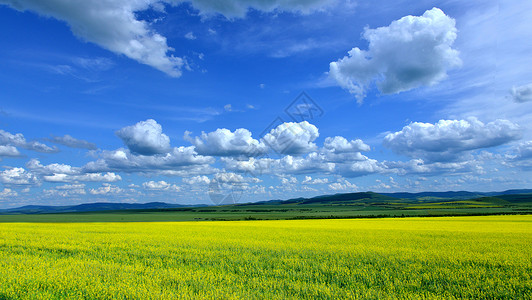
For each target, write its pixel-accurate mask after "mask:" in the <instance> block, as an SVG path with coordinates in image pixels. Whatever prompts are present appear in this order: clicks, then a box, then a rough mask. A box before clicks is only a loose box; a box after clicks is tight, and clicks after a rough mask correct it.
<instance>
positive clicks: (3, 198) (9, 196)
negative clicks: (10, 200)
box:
______
— Required work —
Output each record verbatim, but skip anything that is a picture.

— Answer for this exercise —
For each target, write its pixel-accurate mask after "mask:" in the <instance> block, as an SVG path with coordinates in image pixels. Whatever prompts are present appear in this order: clicks, then a box, then a rough mask. A box before clicks is only a loose box; a box after clicks is tight, and clicks after a rough mask correct it.
<instance>
positive clicks: (3, 198) (9, 196)
negative clicks: (10, 200)
box:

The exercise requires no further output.